[[ The data open ]]
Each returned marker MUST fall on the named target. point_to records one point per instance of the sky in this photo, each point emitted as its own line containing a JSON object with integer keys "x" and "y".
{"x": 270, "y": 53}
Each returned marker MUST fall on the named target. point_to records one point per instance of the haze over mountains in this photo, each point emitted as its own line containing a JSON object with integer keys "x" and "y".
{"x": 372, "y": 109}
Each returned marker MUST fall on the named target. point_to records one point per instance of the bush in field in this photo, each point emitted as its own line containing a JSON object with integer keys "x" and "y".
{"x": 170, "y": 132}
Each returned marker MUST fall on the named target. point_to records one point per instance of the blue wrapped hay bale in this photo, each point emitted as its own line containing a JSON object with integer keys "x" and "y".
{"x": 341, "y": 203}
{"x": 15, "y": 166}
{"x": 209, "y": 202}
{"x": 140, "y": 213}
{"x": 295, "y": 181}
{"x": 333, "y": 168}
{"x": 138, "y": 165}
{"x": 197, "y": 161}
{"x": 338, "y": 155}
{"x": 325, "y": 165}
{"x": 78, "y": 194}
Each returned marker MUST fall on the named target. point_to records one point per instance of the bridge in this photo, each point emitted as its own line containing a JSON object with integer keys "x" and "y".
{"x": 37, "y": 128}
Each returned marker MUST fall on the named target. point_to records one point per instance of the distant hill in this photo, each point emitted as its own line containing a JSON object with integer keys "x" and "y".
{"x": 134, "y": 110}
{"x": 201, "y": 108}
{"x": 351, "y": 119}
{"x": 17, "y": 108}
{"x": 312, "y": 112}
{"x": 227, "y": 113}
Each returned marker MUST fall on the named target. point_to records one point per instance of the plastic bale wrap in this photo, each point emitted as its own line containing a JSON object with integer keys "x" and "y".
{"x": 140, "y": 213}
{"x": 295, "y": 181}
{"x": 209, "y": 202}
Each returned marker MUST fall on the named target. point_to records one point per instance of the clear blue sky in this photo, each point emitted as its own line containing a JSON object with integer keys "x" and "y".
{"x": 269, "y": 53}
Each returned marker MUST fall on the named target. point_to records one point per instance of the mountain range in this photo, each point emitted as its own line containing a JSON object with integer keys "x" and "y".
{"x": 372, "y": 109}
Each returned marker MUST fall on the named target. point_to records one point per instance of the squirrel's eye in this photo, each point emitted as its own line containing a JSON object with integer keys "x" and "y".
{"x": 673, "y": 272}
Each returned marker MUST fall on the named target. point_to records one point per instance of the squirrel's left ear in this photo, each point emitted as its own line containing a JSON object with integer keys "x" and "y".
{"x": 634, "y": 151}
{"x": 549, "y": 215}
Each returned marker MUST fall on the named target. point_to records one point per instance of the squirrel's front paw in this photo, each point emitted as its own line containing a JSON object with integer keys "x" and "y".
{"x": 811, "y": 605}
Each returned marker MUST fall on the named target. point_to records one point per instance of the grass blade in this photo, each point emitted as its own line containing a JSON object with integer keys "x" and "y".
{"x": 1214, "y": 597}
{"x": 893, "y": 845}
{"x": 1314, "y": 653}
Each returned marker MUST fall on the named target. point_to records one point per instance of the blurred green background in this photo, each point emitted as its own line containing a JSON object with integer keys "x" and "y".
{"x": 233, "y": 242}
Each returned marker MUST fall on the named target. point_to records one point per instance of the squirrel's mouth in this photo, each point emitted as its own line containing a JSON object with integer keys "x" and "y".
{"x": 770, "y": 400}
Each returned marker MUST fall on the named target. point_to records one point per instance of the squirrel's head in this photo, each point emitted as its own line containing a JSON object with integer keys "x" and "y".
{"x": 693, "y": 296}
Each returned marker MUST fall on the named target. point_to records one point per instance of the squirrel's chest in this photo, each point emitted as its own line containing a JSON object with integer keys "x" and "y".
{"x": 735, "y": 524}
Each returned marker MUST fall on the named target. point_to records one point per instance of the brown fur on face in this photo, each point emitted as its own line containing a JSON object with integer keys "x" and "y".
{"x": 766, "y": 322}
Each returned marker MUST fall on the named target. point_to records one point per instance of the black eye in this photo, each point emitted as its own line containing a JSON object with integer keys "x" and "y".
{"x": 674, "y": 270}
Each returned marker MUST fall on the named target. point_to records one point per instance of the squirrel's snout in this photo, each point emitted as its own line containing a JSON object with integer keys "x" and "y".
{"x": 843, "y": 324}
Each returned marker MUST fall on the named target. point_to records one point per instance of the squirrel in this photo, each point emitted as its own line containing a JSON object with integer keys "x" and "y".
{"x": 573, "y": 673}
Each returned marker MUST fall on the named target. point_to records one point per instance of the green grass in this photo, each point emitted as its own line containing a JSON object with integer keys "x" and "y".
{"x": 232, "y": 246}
[[ The data closed ]]
Exercise requirements ::
The answer should be an exact reproduction of all the entries.

Answer to this task ::
Each returned marker MUST fall on the named target. point_to records one point per instance of the sky in this photo, each point emitted as its own line containing a JSON object with integer keys "x" and "y".
{"x": 270, "y": 53}
Each returned marker MUST fall on the named target. point_to records one point per instance of the haze over mountains in this photo, each point emitted as its own line containing a JSON object with integer keys "x" and "y".
{"x": 372, "y": 109}
Each returned marker MUST fall on the named target. point_to records one point per instance of the bush in field in this photo, each point emitted as its own line containing a JSON object with integer keys "x" and "y".
{"x": 170, "y": 132}
Each returned marker MUST fall on the named target. point_to records one point per instance of the blue wrapped hay bale in this photo, each point emitted as its own line containing a JSON object with integer keys "x" and "y".
{"x": 341, "y": 203}
{"x": 15, "y": 166}
{"x": 209, "y": 202}
{"x": 140, "y": 213}
{"x": 295, "y": 181}
{"x": 333, "y": 168}
{"x": 138, "y": 165}
{"x": 197, "y": 161}
{"x": 338, "y": 155}
{"x": 325, "y": 165}
{"x": 78, "y": 194}
Each returned marker MUST fall on the named target. point_to records one point per instance of the bridge in this photo, each point emitted as its own line containing a JSON object with integer keys "x" and "y".
{"x": 37, "y": 128}
Each returned marker MUST fall on the named target. point_to records one point per instance of the distant hill in this photo, each point emitted as its own line containing a JSON object with integer keys "x" and "y".
{"x": 134, "y": 110}
{"x": 201, "y": 108}
{"x": 351, "y": 119}
{"x": 17, "y": 108}
{"x": 312, "y": 112}
{"x": 227, "y": 113}
Each returned marker MUST fall on the named target. point_to records one point per instance of the plastic bale wrap in this photo, each point emitted as its own line containing a JSON object with integer keys "x" and "y".
{"x": 140, "y": 213}
{"x": 295, "y": 181}
{"x": 209, "y": 202}
Each returned marker MUST fall on the named target. point_to records one point per instance of the clear blue sky in this photo, each point emitted as its own line containing a JSON object with integer keys "x" and "y".
{"x": 269, "y": 53}
Each returned marker MUST fall on the named target. point_to records one point per instance of the mountain range in this photo, each point emitted as its own line containing a JSON object with integer keys "x" and "y".
{"x": 372, "y": 109}
Each returned marker MUST fall on the named target. point_to records one point per instance of the squirrel's eye in this photo, each point emitted as its own line containing a JSON object with integer keys "x" and "y".
{"x": 673, "y": 272}
Each returned marker MUST fall on the named target. point_to records one point per instance of the squirrel's left ear in this photo, each point emitted as its own line containing a JSON object with integer keys "x" and "y".
{"x": 634, "y": 151}
{"x": 549, "y": 215}
Each returned marker MUST fall on the named target. point_to records one point per instance of the squirrel's front paw in this photo, each point emitted as its own line containing a JSON object with integer keys "x" and "y".
{"x": 811, "y": 605}
Each returned marker MUST fall on the named target. point_to records one point per instance of the grass blade in this photo, each point emitted as its own line containing a JSON object with integer keys "x" and "y".
{"x": 1214, "y": 597}
{"x": 893, "y": 845}
{"x": 1314, "y": 653}
Each returned marker MUST fall on the named target. point_to records one point per instance of the blurred green background in this photo, each point emitted as its own line containing a JSON object with integer keys "x" and "y".
{"x": 233, "y": 242}
Each returned marker MUST fall on the named target. point_to records one point per instance of the squirrel's mouth in this photo, each point emitted as its own line containing a JSON object with integer keys "x" and "y".
{"x": 770, "y": 400}
Each returned marker MUST fall on the named target. point_to records one point per instance of the squirrel's head in this photo, each point emitted as its own line containing a JSON object with integer keys "x" and "y".
{"x": 693, "y": 296}
Each returned marker MUST fall on the named target. point_to records one point per instance of the squirrel's chest in this photo, each point emitted as its own line containing a JSON object with integer keys "x" and "y".
{"x": 735, "y": 524}
Each returned marker MUST fall on the named target. point_to records one point per instance of the brown fur on face in this photo, each point emitted as its own line containing a JSON object with integer keys "x" and "y".
{"x": 766, "y": 322}
Each returned marker MUST fall on the named target. point_to records one point per instance of the black eye in this photo, each point emitted as its own line containing a JSON object with integer keys "x" and "y".
{"x": 674, "y": 270}
Each returned marker MUST fall on the named target. point_to records one point per instance of the squirrel's snout in this photo, each point emitted as its own line containing a JSON object with integer keys "x" and "y".
{"x": 843, "y": 324}
Each returned marker MUST fall on the named target. point_to records one point per instance of the squirrel in this photo, each point emitted as its own line containing a JSON object with integer keys "x" and "y".
{"x": 573, "y": 673}
Each returned marker MUST fall on the named target. point_to records one point per instance of the green grass in this photo, each point emitted as its own line containing a JSON object with integer keys "x" and "y".
{"x": 232, "y": 246}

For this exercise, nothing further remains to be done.